(DATA FOR PROCESSING)
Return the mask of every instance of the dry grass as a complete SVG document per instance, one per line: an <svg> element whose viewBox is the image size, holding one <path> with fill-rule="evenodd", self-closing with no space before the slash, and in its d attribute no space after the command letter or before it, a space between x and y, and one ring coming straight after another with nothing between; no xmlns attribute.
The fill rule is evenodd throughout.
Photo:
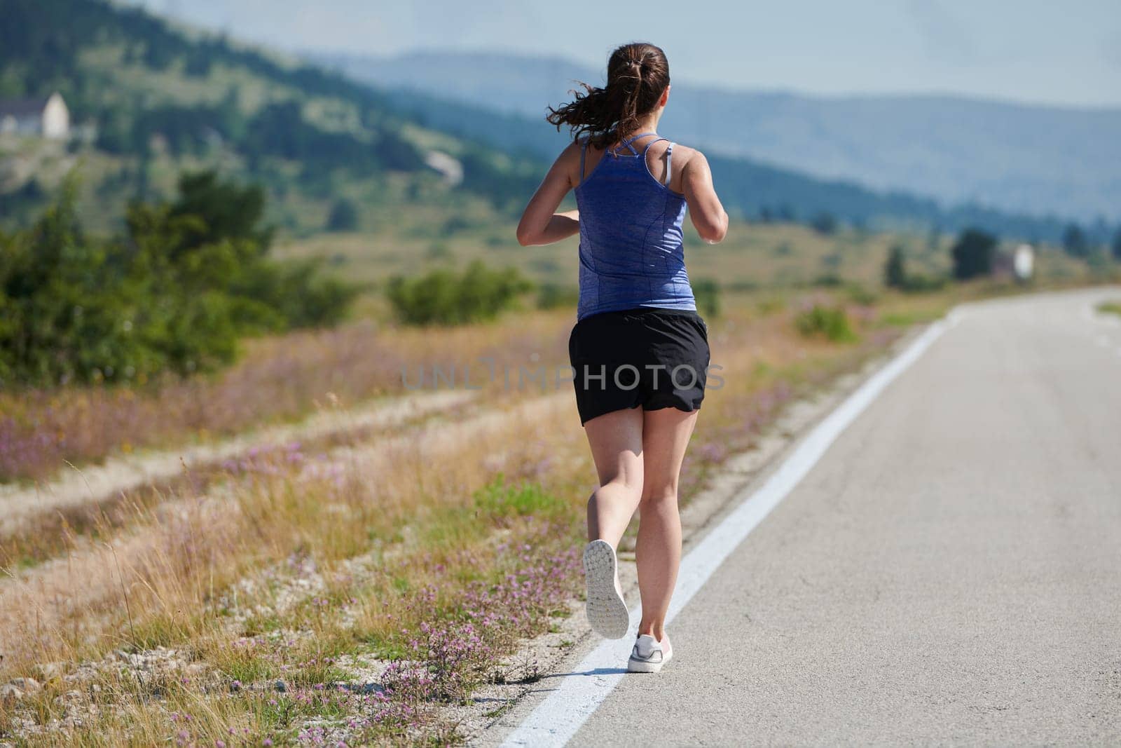
<svg viewBox="0 0 1121 748"><path fill-rule="evenodd" d="M710 321L725 386L706 397L683 501L786 400L895 334L850 305L862 342L806 340L791 322L799 303L743 296ZM418 332L400 345L435 358L480 341L517 350L518 335L546 350L553 335L538 360L548 366L550 355L566 362L565 317L527 315L516 330L458 331L451 342ZM59 745L454 740L441 703L481 680L532 676L495 674L517 637L494 631L544 630L575 593L573 550L594 488L571 390L499 395L484 390L490 409L458 423L260 455L136 501L127 529L16 573L0 584L0 681L49 677L0 707L0 735ZM508 578L512 591L497 592ZM502 615L501 627L483 622ZM457 638L434 640L432 621L457 621ZM404 674L387 674L390 661ZM397 691L337 687L371 682Z"/></svg>

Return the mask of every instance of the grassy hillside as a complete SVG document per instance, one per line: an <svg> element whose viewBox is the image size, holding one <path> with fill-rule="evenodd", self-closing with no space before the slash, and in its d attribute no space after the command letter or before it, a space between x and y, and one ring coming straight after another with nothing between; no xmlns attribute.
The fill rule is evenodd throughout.
<svg viewBox="0 0 1121 748"><path fill-rule="evenodd" d="M602 68L568 58L506 53L319 58L381 86L408 86L537 121L546 104L567 100L574 80L603 80ZM978 201L1004 212L1121 220L1121 110L734 91L679 80L682 73L676 70L664 129L712 153L946 205Z"/></svg>
<svg viewBox="0 0 1121 748"><path fill-rule="evenodd" d="M509 197L536 185L535 165L424 128L367 86L140 10L0 0L0 95L61 91L83 136L0 141L8 222L26 221L74 165L84 215L108 221L131 197L167 196L184 168L219 166L263 183L271 218L297 233L322 229L342 198L512 210ZM426 164L434 149L462 164L454 190Z"/></svg>
<svg viewBox="0 0 1121 748"><path fill-rule="evenodd" d="M326 58L325 62L331 62ZM355 80L377 81L374 73L358 64L342 66ZM377 70L373 67L372 70ZM466 87L470 90L470 86ZM485 103L467 103L460 98L433 95L417 89L381 90L402 112L430 127L458 137L479 139L493 148L519 158L553 159L571 136L557 132L541 119L517 111L499 111ZM503 101L497 96L495 104ZM666 120L670 110L666 110ZM663 132L685 136L664 120ZM698 142L698 141L691 141ZM936 227L957 231L980 225L1003 236L1030 241L1058 241L1068 222L1055 216L1037 216L986 209L976 204L945 207L933 197L914 192L871 190L849 179L823 179L802 172L781 168L742 156L722 155L707 150L713 178L731 214L741 218L780 216L784 220L812 222L832 216L847 223L876 230L925 231ZM1093 230L1091 230L1093 233ZM1095 238L1103 241L1105 227Z"/></svg>

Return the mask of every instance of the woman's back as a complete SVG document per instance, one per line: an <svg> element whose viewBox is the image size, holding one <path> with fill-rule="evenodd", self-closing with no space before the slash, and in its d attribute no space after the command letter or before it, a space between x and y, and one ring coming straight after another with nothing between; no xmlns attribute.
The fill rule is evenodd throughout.
<svg viewBox="0 0 1121 748"><path fill-rule="evenodd" d="M696 310L685 269L685 196L667 186L674 176L674 144L664 153L664 181L647 160L650 146L659 141L668 142L654 132L630 136L594 164L587 158L587 140L581 144L577 318L640 306Z"/></svg>

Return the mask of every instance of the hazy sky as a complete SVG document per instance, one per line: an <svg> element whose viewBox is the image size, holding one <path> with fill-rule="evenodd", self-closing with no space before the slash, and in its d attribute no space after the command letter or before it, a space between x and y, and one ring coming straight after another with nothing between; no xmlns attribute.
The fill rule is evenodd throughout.
<svg viewBox="0 0 1121 748"><path fill-rule="evenodd" d="M602 67L663 47L674 77L843 94L947 92L1121 105L1121 0L132 0L288 49L507 49Z"/></svg>

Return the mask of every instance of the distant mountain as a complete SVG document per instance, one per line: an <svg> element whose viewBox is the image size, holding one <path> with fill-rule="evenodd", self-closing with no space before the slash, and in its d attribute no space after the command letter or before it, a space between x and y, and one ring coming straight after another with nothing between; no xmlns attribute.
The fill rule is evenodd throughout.
<svg viewBox="0 0 1121 748"><path fill-rule="evenodd" d="M603 72L560 57L417 52L314 55L350 76L543 117ZM886 64L887 61L886 61ZM942 95L819 98L676 82L661 130L725 156L943 204L1121 219L1121 110Z"/></svg>
<svg viewBox="0 0 1121 748"><path fill-rule="evenodd" d="M483 142L515 157L517 163L539 164L538 178L548 160L569 141L538 118L499 112L482 105L418 92L382 89L378 93L409 119L457 138ZM742 156L708 154L713 179L732 215L810 222L842 219L874 230L958 231L980 227L1009 238L1057 242L1067 223L1054 216L1034 216L978 205L939 205L933 197L904 191L877 191L845 179L821 179ZM1101 243L1112 236L1109 225L1087 227Z"/></svg>
<svg viewBox="0 0 1121 748"><path fill-rule="evenodd" d="M167 196L201 167L262 183L270 219L299 231L322 228L344 197L446 204L466 191L513 212L540 178L540 164L426 130L368 84L145 10L0 0L0 99L62 93L89 135L55 159L82 157L95 220L133 196ZM40 150L0 139L0 223L26 221L48 197L59 169L36 167Z"/></svg>

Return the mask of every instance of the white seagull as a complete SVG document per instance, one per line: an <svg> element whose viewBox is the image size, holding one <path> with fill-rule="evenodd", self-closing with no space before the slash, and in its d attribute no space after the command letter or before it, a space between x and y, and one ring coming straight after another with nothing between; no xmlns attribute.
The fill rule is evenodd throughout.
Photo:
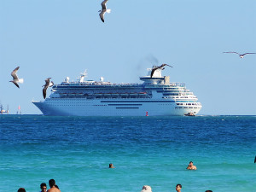
<svg viewBox="0 0 256 192"><path fill-rule="evenodd" d="M102 10L99 10L100 13L100 17L101 17L101 20L102 20L102 22L104 22L104 14L107 12L107 13L110 13L111 12L111 9L107 9L107 6L106 6L106 3L108 0L104 0L102 2Z"/></svg>
<svg viewBox="0 0 256 192"><path fill-rule="evenodd" d="M18 88L20 88L18 83L23 84L23 79L19 79L17 73L17 71L19 70L20 67L17 67L11 73L11 76L13 77L13 80L9 82L13 82Z"/></svg>
<svg viewBox="0 0 256 192"><path fill-rule="evenodd" d="M47 90L47 88L48 87L52 87L54 85L53 81L49 82L49 79L51 79L51 78L46 79L45 79L45 84L42 86L42 87L44 86L44 89L43 89L43 96L44 96L44 99L46 97L46 90Z"/></svg>
<svg viewBox="0 0 256 192"><path fill-rule="evenodd" d="M247 55L247 54L256 54L256 53L244 53L244 54L239 54L239 53L237 53L237 52L233 52L233 51L231 51L231 52L223 52L223 53L236 53L236 54L238 54L239 55L239 56L240 56L240 58L243 58L244 57L244 55Z"/></svg>
<svg viewBox="0 0 256 192"><path fill-rule="evenodd" d="M164 70L164 69L165 69L165 68L164 68L165 66L169 66L169 65L167 65L167 64L162 64L162 65L160 65L160 66L159 66L159 67L155 67L155 68L153 68L153 69L151 70L151 75L150 75L150 78L153 77L154 73L154 71L155 71L156 69L161 68L162 70ZM169 67L173 67L172 66L169 66Z"/></svg>

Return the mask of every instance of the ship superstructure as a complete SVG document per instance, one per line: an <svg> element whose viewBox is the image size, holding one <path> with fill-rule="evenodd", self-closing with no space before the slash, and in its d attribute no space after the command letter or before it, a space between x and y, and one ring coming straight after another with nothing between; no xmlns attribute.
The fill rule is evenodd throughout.
<svg viewBox="0 0 256 192"><path fill-rule="evenodd" d="M156 67L154 66L152 68ZM171 83L157 69L150 77L141 77L143 84L112 84L84 80L84 72L77 81L69 78L52 87L43 102L32 102L44 115L67 116L157 116L196 114L201 104L183 83Z"/></svg>

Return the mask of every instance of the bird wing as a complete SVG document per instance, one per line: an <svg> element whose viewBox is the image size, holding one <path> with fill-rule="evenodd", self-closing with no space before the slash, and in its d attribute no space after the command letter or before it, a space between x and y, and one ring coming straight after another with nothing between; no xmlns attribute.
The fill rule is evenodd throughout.
<svg viewBox="0 0 256 192"><path fill-rule="evenodd" d="M106 12L106 9L105 10L102 10L102 12L99 14L100 15L100 17L101 17L101 20L102 20L102 22L104 22L104 14Z"/></svg>
<svg viewBox="0 0 256 192"><path fill-rule="evenodd" d="M107 9L107 6L106 6L106 3L108 0L104 0L102 2L102 9Z"/></svg>
<svg viewBox="0 0 256 192"><path fill-rule="evenodd" d="M44 86L49 85L49 79L50 78L48 78L48 79L45 79L45 84L44 84Z"/></svg>
<svg viewBox="0 0 256 192"><path fill-rule="evenodd" d="M158 67L156 67L156 68L154 68L154 69L152 69L152 70L151 70L151 75L150 75L150 78L152 78L152 77L153 77L153 75L154 75L154 71L155 71L156 69L158 69Z"/></svg>
<svg viewBox="0 0 256 192"><path fill-rule="evenodd" d="M236 54L238 54L238 55L240 55L240 54L239 54L239 53L237 53L237 52L234 52L234 51L230 51L230 52L223 52L223 53L236 53Z"/></svg>
<svg viewBox="0 0 256 192"><path fill-rule="evenodd" d="M256 54L256 53L245 53L245 54L243 54L242 55L247 55L247 54Z"/></svg>
<svg viewBox="0 0 256 192"><path fill-rule="evenodd" d="M16 74L17 71L19 70L20 67L17 67L11 73L11 76L13 77L14 80L19 80L19 78Z"/></svg>
<svg viewBox="0 0 256 192"><path fill-rule="evenodd" d="M46 90L47 90L48 86L44 86L44 88L43 89L43 96L45 99L46 97Z"/></svg>
<svg viewBox="0 0 256 192"><path fill-rule="evenodd" d="M161 67L164 67L164 66L169 66L169 65L164 63L164 64L161 65ZM172 66L169 66L169 67L173 67Z"/></svg>
<svg viewBox="0 0 256 192"><path fill-rule="evenodd" d="M18 88L20 88L19 84L16 82L13 82Z"/></svg>
<svg viewBox="0 0 256 192"><path fill-rule="evenodd" d="M51 81L51 82L49 84L49 87L52 87L54 84L55 84L55 83L54 83L53 81Z"/></svg>

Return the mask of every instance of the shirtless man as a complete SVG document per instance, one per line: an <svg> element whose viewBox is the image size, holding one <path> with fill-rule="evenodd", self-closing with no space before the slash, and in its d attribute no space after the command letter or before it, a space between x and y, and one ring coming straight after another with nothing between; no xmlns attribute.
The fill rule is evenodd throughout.
<svg viewBox="0 0 256 192"><path fill-rule="evenodd" d="M196 166L193 165L193 162L190 161L187 169L193 169L193 170L196 170Z"/></svg>
<svg viewBox="0 0 256 192"><path fill-rule="evenodd" d="M181 189L182 189L181 184L177 184L176 185L176 189L176 189L177 192L181 192Z"/></svg>
<svg viewBox="0 0 256 192"><path fill-rule="evenodd" d="M48 189L47 192L61 192L61 190L55 187L55 179L49 180L49 186L50 187L50 189Z"/></svg>

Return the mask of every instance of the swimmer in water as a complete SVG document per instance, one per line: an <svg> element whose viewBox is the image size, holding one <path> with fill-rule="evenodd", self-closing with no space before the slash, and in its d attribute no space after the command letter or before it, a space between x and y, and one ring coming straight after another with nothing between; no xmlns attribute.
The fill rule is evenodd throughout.
<svg viewBox="0 0 256 192"><path fill-rule="evenodd" d="M176 185L176 191L177 192L181 192L181 189L182 189L183 187L182 187L182 185L181 184L177 184Z"/></svg>
<svg viewBox="0 0 256 192"><path fill-rule="evenodd" d="M187 169L189 169L189 170L196 170L196 166L193 165L193 161L190 161Z"/></svg>
<svg viewBox="0 0 256 192"><path fill-rule="evenodd" d="M113 164L112 164L112 163L109 163L109 166L108 166L108 168L114 168L114 166L113 166Z"/></svg>

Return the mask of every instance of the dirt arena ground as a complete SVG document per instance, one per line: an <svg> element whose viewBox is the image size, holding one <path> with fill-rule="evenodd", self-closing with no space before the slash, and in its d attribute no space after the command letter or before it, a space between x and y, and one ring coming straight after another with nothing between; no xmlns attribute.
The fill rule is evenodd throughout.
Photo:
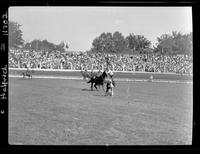
<svg viewBox="0 0 200 154"><path fill-rule="evenodd" d="M11 145L190 145L192 84L9 78Z"/></svg>

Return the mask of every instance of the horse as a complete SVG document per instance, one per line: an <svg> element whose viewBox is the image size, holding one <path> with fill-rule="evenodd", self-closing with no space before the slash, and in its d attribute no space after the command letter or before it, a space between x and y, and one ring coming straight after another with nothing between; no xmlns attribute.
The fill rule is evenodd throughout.
<svg viewBox="0 0 200 154"><path fill-rule="evenodd" d="M105 80L106 83L106 92L105 92L105 96L107 96L108 94L110 96L114 95L114 87L116 87L115 81L113 80L112 76L111 78L108 78Z"/></svg>
<svg viewBox="0 0 200 154"><path fill-rule="evenodd" d="M81 74L83 76L83 80L87 80L87 79L91 78L91 75L89 74L89 72L87 70L85 70L84 72L83 72L83 70L81 70Z"/></svg>
<svg viewBox="0 0 200 154"><path fill-rule="evenodd" d="M91 83L91 90L93 91L93 84L94 84L94 87L97 89L97 85L99 86L102 86L103 90L104 90L104 80L105 78L107 77L107 73L104 71L100 76L92 76L90 78L90 80L87 82L87 83ZM105 91L105 90L104 90Z"/></svg>
<svg viewBox="0 0 200 154"><path fill-rule="evenodd" d="M33 72L34 72L34 71L32 71L32 73L33 73ZM26 76L29 77L29 79L32 78L32 74L30 73L29 70L27 70L26 72L23 72L22 75L23 75L23 78L25 78Z"/></svg>

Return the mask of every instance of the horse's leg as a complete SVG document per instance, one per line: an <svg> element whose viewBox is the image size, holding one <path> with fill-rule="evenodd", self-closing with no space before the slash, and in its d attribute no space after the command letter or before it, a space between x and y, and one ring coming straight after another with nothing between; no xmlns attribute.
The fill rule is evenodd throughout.
<svg viewBox="0 0 200 154"><path fill-rule="evenodd" d="M93 91L93 82L91 82L91 91Z"/></svg>
<svg viewBox="0 0 200 154"><path fill-rule="evenodd" d="M111 88L110 90L111 90L111 96L113 96L114 95L113 88Z"/></svg>
<svg viewBox="0 0 200 154"><path fill-rule="evenodd" d="M105 92L105 89L104 89L104 84L102 84L102 89L103 89L103 91Z"/></svg>
<svg viewBox="0 0 200 154"><path fill-rule="evenodd" d="M97 89L97 85L96 85L96 83L94 84L94 87L96 88L96 90L98 90L98 89Z"/></svg>

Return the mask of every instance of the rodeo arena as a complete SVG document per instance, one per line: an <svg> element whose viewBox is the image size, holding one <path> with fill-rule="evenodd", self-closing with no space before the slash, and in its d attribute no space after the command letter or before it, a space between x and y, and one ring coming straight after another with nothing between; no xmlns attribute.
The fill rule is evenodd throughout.
<svg viewBox="0 0 200 154"><path fill-rule="evenodd" d="M9 144L188 145L192 55L10 49Z"/></svg>

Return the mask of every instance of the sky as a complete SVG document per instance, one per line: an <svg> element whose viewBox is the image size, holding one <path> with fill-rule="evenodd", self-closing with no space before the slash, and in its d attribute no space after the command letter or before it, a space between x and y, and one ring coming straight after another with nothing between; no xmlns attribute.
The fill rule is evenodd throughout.
<svg viewBox="0 0 200 154"><path fill-rule="evenodd" d="M69 43L86 51L103 32L143 35L154 45L157 37L192 32L192 7L10 7L9 20L22 25L25 42L34 39Z"/></svg>

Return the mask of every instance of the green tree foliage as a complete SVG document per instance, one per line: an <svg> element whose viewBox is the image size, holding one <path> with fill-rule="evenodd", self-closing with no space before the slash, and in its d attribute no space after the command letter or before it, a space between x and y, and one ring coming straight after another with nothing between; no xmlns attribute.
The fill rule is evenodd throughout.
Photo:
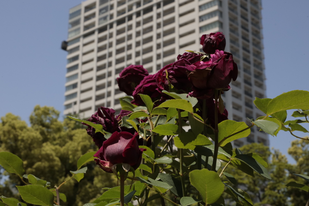
<svg viewBox="0 0 309 206"><path fill-rule="evenodd" d="M71 176L70 171L76 170L76 162L82 155L98 149L84 126L68 118L59 121L59 114L52 107L38 105L30 116L31 126L11 113L0 122L0 152L20 158L25 173L50 182L49 189ZM116 184L114 176L96 166L94 161L87 166L87 173L79 183L73 179L61 187L60 191L66 195L67 201L61 205L83 205L99 196L102 188ZM1 175L6 176L6 180L0 186L0 194L19 198L13 186L25 184L14 174L4 172Z"/></svg>

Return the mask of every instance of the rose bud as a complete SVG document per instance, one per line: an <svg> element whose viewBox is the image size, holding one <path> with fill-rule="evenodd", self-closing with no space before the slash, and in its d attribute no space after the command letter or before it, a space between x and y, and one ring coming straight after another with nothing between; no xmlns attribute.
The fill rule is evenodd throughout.
<svg viewBox="0 0 309 206"><path fill-rule="evenodd" d="M87 121L96 124L101 124L103 126L103 130L112 133L116 131L120 132L118 121L115 118L115 111L112 109L101 107L98 109L98 111L92 115ZM103 113L102 113L103 112ZM102 146L103 142L106 140L104 135L100 132L95 132L95 129L87 124L82 124L88 126L87 133L91 136L95 145L99 148Z"/></svg>
<svg viewBox="0 0 309 206"><path fill-rule="evenodd" d="M131 101L131 103L139 106L144 104L139 94L148 95L153 102L161 98L162 93L156 82L157 74L150 74L144 78L133 92L132 96L134 99Z"/></svg>
<svg viewBox="0 0 309 206"><path fill-rule="evenodd" d="M216 89L228 90L231 80L237 78L238 69L232 54L217 50L210 56L208 61L186 65L188 78L193 85L193 91L189 94L191 96L208 99Z"/></svg>
<svg viewBox="0 0 309 206"><path fill-rule="evenodd" d="M130 65L123 70L117 78L119 90L132 96L136 86L149 74L142 65Z"/></svg>
<svg viewBox="0 0 309 206"><path fill-rule="evenodd" d="M134 170L141 164L143 151L139 149L137 138L138 134L133 135L126 132L115 132L94 155L96 164L108 172L112 173L112 167L119 163L129 164Z"/></svg>
<svg viewBox="0 0 309 206"><path fill-rule="evenodd" d="M203 51L207 54L214 54L217 50L224 51L226 44L225 37L222 32L204 34L201 37Z"/></svg>

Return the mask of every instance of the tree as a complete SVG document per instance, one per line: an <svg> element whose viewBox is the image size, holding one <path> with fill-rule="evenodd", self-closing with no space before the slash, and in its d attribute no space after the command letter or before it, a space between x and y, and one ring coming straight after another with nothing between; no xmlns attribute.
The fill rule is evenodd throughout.
<svg viewBox="0 0 309 206"><path fill-rule="evenodd" d="M83 154L97 150L84 126L67 118L61 122L58 119L59 114L52 107L38 105L30 116L30 127L10 113L0 122L0 152L18 156L24 161L26 174L50 182L52 187L71 176L70 171L76 170L76 162ZM60 191L67 201L61 205L83 205L99 196L102 188L116 184L114 177L96 166L94 161L87 164L87 173L79 183L72 179L61 186ZM1 175L8 179L0 186L0 194L18 198L13 186L24 183L14 174L5 172Z"/></svg>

(SHORT PROBLEM)
Can you output, unchanged, the lines of the records from the line containing "Return the mask of every instance of the woman's" up to and including the line containing "67L663 47L674 77L843"?

(EXPECTED ANSWER)
Return the mask of every instance of the woman's back as a complete SVG document per instance, one per line: an <svg> element whose viewBox is the image size, holding one <path> with fill-rule="evenodd", self-closing with no space before the slash, and in its d attribute no space after the command letter or before it, a space between x and y, and one ring coming straight after another with nothing between; no xmlns attribute.
The fill rule is evenodd throughout.
<svg viewBox="0 0 1121 748"><path fill-rule="evenodd" d="M696 310L685 269L685 196L667 186L674 176L674 144L664 153L664 181L647 160L650 146L659 141L668 142L654 132L630 136L594 164L587 158L587 140L581 144L577 318L640 306Z"/></svg>

Return the mask of every instance of the hazy sky as a complete SVG document per instance, one per line: an <svg> element whose viewBox is the image size, holding one <path> with fill-rule="evenodd", self-closing with no space before the slash, and in its d attribute no space after the command letter or before it, a space between x and y, and one ring coming straight after another with nothing between; no xmlns attribute.
The fill rule is evenodd throughout.
<svg viewBox="0 0 1121 748"><path fill-rule="evenodd" d="M602 67L663 47L674 77L843 94L947 92L1121 105L1121 0L132 0L288 49L507 49Z"/></svg>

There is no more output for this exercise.